## Required work
1. On what date was the deep-dive in the epoch-boundary notes completed?
2. Change "Locates" to "Finds" in the listing lines between the one holding "Docstring: Locates the snow-covered ridge" and the one holding "168;189;244;215", inclusive, and give back only those lines with nothing else altered.

## Text excerpt
────────────────────────────────────────

# Epoch Boundary Investigation Notes

> **Status**: Deep-dive completed 2026-05-23. Five divergence dimensions fully mapped
> across all five consensus clients (Prysm, Lighthouse, Grandine, Teku, Lodestar).

This document captures a comprehensive cross-client audit of **epoch-boundary
handling** — specifically how each client manages the transition between epochs,
refreshes duties, tolerates head-staleness, and recovers from reorgs.

────────────────────────────────────────

Items from a labeling collection
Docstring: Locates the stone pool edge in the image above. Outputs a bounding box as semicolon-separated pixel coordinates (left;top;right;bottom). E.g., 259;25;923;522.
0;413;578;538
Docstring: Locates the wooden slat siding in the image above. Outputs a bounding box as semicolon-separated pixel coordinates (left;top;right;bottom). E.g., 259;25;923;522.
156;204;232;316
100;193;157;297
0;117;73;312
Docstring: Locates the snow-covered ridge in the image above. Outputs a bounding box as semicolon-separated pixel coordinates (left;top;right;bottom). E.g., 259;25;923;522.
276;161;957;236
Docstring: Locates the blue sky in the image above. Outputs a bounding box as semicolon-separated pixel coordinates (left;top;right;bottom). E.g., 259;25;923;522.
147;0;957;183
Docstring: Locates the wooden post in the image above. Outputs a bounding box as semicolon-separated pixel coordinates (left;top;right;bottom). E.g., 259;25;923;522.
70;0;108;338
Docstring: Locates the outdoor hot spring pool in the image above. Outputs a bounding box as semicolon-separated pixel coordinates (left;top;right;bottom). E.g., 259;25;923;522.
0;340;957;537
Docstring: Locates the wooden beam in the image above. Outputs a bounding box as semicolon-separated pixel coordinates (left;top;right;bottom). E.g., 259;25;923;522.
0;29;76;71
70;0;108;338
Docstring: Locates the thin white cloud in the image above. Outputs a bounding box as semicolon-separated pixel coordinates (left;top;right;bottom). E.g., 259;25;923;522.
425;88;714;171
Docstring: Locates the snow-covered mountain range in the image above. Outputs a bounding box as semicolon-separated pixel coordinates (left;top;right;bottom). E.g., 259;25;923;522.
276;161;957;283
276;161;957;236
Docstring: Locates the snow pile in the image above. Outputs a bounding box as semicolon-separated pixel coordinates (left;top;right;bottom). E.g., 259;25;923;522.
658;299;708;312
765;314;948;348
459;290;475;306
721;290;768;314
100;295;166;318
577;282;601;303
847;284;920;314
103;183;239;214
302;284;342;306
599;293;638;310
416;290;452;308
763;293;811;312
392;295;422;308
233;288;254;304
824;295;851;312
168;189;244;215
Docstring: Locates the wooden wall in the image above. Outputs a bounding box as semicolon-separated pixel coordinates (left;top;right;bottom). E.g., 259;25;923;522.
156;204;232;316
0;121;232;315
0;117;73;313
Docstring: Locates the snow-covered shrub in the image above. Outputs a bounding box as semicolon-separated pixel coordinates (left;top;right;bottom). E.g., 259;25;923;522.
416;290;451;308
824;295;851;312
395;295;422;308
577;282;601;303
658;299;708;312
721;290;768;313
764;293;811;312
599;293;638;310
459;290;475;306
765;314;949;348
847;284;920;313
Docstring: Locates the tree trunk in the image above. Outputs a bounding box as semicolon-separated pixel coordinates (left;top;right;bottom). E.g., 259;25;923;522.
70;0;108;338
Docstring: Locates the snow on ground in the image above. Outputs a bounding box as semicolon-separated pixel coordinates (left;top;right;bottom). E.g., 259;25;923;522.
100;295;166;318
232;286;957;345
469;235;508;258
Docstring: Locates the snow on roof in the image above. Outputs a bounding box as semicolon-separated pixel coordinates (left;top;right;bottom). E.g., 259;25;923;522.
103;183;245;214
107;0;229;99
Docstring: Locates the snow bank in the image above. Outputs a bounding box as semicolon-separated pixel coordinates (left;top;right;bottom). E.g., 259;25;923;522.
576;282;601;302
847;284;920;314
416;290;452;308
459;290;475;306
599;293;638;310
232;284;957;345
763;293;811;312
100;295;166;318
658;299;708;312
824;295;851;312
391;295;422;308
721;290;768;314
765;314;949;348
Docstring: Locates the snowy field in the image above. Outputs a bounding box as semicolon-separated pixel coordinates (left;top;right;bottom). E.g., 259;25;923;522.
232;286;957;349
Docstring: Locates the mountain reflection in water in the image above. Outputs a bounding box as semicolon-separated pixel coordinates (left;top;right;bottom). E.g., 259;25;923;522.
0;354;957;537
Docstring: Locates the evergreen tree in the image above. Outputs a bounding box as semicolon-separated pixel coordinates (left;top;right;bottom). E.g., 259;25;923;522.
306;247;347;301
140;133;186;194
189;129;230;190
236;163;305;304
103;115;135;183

────────────────────────────────────────

## Expected outputs
1. 2026-05-23

2.
Docstring: Finds the snow-covered ridge in the image above. Outputs a bounding box as semicolon-separated pixel coordinates (left;top;right;bottom). E.g., 259;25;923;522.
276;161;957;236
Docstring: Finds the blue sky in the image above. Outputs a bounding box as semicolon-separated pixel coordinates (left;top;right;bottom). E.g., 259;25;923;522.
147;0;957;183
Docstring: Finds the wooden post in the image above. Outputs a bounding box as semicolon-separated pixel coordinates (left;top;right;bottom). E.g., 259;25;923;522.
70;0;108;338
Docstring: Finds the outdoor hot spring pool in the image above. Outputs a bounding box as semicolon-separated pixel coordinates (left;top;right;bottom). E.g., 259;25;923;522.
0;340;957;537
Docstring: Finds the wooden beam in the image above. Outputs a bounding box as semicolon-separated pixel coordinates (left;top;right;bottom). E.g., 259;25;923;522.
0;29;76;71
70;0;108;338
Docstring: Finds the thin white cloud in the image above. Outputs a bounding box as semicolon-separated pixel coordinates (left;top;right;bottom). E.g., 259;25;923;522.
425;88;714;171
Docstring: Finds the snow-covered mountain range in the image above. Outputs a bounding box as semicolon-separated pixel coordinates (left;top;right;bottom). E.g., 259;25;923;522.
276;161;957;283
276;161;957;236
Docstring: Finds the snow pile in the image above. Outputs a bounding box as semicolon-separated pixel coordinates (left;top;right;bottom). E.g., 259;25;923;522.
658;299;708;312
765;314;948;348
459;290;475;306
721;290;768;314
100;295;166;318
577;282;601;303
847;284;920;314
103;183;239;214
302;284;342;306
599;293;638;310
416;290;452;308
763;293;811;312
392;295;422;308
233;288;254;304
824;295;851;312
168;189;244;215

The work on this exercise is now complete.